▶ **Excerpted passage**:
##############################
Dominic Cummings has said he broke lockdown rules last year after his wife claimed there was a gang outside their Islington home threatening to "break in and kill everybody inside”.

Before MPs today, Boris Johnson's former chief advisor explained his much-criticised action to leave London for his family home in County Durham at the height of the pandemic.

He claimed there were security issues he had not previously revealed and that he had left out this “crucial part” of his explanation when he held a press conference in Downing Street’s rose garden last year.

Giving evidence before a committee of MPs on coronavirus, he said he was “extremely sorry” about the episode which was "definitely a major disaster for the Government and for the Covid policy”.

He said his wife had told him about the gang outside their home in De Beauvoir in February.

Islington Gazette: Dominic Cummings, former chief adviser to Prime Minister Boris Johnson, giving evidence to a joint inquiry of the Commons Health and Social Care and Science and Technology CommitteesDominic Cummings, former chief adviser to Prime Minister Boris Johnson, giving evidence to a joint inquiry of the Commons Health and Social Care and Science and Technology Committees (Image: PA Wire/PA Images)

It was decided with the Cabinet Office that because of the combination of threats and press coverage, he would move his family out of Islington.

After his trip was reported by newspapers, he said: “The Prime Minister and I agreed that because of the security things, we would basically just stonewall the story and not say anything about it.
##############################
▶ **Record extracts**:
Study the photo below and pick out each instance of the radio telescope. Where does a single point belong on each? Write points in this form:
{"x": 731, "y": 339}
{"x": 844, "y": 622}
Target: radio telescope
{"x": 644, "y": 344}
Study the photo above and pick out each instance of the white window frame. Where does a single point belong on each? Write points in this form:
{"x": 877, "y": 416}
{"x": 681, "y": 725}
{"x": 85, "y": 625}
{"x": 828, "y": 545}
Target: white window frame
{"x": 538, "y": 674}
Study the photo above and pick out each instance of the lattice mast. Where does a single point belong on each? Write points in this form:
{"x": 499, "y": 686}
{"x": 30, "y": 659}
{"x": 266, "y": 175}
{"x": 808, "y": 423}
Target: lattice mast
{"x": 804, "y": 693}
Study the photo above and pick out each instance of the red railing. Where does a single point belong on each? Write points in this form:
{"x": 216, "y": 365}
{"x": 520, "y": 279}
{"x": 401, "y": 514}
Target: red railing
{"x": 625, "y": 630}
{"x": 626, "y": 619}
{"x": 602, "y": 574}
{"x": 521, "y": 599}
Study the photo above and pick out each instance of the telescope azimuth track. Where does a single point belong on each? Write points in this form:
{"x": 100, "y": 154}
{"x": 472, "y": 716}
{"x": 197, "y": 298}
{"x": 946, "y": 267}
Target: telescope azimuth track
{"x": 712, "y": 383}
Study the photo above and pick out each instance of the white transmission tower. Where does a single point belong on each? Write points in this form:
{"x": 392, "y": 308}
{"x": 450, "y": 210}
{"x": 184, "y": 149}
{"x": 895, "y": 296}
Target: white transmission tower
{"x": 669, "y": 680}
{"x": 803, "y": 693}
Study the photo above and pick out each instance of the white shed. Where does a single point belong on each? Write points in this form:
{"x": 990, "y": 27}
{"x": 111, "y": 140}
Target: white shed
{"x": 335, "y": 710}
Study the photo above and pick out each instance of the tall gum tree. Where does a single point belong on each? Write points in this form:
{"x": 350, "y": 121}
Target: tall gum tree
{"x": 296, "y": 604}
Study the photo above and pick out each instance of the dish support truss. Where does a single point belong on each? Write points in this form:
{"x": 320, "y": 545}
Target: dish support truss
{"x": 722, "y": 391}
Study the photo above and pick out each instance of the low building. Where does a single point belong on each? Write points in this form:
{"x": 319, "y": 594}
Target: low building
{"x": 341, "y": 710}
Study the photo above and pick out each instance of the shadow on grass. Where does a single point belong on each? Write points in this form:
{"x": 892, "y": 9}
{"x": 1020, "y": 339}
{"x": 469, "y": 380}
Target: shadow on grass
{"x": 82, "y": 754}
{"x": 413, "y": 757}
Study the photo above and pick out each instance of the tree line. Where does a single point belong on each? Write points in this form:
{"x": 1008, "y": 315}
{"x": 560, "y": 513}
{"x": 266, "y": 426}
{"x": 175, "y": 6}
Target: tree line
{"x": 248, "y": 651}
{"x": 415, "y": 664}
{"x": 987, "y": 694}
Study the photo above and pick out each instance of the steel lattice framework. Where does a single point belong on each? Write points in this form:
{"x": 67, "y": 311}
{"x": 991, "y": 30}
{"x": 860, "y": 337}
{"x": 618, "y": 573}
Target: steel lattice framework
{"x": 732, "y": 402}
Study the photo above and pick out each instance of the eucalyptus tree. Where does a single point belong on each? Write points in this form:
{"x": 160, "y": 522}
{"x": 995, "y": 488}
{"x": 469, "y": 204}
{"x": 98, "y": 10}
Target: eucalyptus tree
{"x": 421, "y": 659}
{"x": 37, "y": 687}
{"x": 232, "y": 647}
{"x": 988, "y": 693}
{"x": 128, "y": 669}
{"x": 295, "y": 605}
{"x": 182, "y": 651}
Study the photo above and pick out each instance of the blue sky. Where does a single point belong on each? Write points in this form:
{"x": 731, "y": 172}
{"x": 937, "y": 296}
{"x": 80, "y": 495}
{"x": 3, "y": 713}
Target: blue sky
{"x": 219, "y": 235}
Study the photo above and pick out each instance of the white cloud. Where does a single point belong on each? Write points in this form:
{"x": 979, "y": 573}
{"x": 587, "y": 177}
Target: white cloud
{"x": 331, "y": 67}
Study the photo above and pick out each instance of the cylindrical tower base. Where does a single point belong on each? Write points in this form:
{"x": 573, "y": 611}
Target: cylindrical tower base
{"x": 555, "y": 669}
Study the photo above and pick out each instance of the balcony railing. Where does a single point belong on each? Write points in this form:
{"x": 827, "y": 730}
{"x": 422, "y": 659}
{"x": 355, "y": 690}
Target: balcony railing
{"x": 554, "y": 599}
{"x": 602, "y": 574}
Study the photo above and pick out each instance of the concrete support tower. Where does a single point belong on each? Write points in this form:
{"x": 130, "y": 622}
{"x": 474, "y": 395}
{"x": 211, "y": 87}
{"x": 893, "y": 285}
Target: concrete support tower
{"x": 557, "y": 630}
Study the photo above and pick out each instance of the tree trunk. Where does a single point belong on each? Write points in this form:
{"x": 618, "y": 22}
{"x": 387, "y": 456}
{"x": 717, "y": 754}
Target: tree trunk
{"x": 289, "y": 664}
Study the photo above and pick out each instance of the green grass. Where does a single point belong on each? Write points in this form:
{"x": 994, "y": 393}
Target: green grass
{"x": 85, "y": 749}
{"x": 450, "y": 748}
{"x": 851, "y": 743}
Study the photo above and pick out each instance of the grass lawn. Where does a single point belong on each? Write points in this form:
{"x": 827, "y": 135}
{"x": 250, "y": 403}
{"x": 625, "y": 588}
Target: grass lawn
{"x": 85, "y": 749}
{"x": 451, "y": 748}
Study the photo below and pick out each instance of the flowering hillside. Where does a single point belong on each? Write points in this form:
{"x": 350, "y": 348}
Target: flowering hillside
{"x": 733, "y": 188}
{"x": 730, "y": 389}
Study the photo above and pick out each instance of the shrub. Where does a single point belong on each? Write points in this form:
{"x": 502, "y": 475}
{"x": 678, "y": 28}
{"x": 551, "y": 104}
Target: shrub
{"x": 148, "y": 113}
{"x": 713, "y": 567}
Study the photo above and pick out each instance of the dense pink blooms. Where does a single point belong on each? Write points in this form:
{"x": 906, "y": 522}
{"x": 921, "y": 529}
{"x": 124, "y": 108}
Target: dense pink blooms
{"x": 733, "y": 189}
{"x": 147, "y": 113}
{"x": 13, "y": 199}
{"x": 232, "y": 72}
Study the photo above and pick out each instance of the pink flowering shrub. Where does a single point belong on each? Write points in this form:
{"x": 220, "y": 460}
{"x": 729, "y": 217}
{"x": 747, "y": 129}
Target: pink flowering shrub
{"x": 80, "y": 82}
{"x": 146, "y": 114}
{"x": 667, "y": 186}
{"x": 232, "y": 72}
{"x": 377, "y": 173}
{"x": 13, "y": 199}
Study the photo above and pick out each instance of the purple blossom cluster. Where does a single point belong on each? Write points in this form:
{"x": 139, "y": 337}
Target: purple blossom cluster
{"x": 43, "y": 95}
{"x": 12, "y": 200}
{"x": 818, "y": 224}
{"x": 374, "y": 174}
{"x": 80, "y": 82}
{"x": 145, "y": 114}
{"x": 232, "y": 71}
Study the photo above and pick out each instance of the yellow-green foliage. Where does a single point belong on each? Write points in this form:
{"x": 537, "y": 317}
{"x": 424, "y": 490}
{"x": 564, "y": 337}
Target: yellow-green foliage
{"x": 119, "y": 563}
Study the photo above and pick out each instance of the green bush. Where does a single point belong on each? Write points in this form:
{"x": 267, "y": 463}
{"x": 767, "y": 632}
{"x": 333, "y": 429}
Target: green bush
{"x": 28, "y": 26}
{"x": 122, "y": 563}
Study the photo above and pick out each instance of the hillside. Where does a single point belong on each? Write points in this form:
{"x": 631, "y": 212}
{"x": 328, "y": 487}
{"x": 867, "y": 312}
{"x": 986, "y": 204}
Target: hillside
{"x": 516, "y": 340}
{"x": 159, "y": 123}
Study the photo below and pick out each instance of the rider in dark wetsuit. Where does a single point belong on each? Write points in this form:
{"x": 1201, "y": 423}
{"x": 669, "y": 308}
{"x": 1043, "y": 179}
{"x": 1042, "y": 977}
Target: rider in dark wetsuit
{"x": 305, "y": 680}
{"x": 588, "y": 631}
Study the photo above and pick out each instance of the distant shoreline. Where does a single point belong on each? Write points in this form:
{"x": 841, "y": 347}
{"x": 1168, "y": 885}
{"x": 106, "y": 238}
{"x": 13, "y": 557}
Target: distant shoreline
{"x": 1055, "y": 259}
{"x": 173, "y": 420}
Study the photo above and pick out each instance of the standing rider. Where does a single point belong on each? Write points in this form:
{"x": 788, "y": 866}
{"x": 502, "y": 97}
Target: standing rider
##############################
▶ **Work to complete**:
Continue the news report on Dominic Cummings's evidence to MPs about his lockdown trip, picking up after its last sentence.

▶ **Expected answer**:
“I was extremely mindful of the problem that when you talk about these things, you cause more trouble for yourself, and I’d already put my wife and child in the firing line on it. So I said, I’m not talking about this, we should shut our mouths about it.”

However, he said the PM came under pressure to explain and it was agreed the press conference would be called, but Mr Cummings said he made the “terrible, terrible, terrible mistake” of not sending his family out of Islington again and telling the whole truth.

“I ended up giving the whole rose garden thing where what I said was true, but we left out a kind of crucial part of it all,” he said.

“And it just … the whole thing was a complete disaster and the truth is – and then it undermined public confidence in the whole thing – the truth is, if I just when the Prime Minister said on a Monday, ‘we can’t hold this line, we’re going to have to explain things’, if I just basically sent my family back out of London and said here’s the truth to the public, I think people would have understood the situation.

“It was a terrible misjudgement not to do that. So I take … the Prime Minister got that wrong, I got that wrong.”

The hearing is continuing this afternoon.